WHAT IS REQUIRED - One number is the whole answer: the tally of lines in the records that include the word "outline".

DATASET CONTENT -
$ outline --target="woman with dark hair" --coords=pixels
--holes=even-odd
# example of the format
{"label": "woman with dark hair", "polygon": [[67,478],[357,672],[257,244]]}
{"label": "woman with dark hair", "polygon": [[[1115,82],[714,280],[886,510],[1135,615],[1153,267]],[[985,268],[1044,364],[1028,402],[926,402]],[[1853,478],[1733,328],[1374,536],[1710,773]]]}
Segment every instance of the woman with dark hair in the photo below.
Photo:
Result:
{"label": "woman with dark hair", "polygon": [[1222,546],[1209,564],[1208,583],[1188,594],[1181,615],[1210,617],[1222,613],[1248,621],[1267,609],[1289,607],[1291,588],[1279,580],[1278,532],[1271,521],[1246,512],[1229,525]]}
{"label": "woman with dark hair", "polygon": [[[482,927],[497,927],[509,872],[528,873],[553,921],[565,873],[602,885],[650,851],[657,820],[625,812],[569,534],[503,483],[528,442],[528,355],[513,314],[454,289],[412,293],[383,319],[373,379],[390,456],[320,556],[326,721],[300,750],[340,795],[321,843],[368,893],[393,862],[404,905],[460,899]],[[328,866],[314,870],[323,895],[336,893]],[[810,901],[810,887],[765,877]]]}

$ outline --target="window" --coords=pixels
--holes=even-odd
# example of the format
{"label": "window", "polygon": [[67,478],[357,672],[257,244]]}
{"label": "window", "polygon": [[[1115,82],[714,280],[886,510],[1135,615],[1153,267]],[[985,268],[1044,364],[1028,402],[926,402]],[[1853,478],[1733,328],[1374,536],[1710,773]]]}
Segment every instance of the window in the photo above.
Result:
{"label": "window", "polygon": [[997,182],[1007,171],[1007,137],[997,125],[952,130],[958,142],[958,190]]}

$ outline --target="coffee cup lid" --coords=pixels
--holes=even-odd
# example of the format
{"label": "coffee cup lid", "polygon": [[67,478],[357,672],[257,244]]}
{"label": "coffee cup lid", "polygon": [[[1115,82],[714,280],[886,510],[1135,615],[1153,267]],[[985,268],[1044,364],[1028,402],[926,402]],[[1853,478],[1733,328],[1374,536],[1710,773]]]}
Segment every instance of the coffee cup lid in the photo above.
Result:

YOUR RESPONSE - 3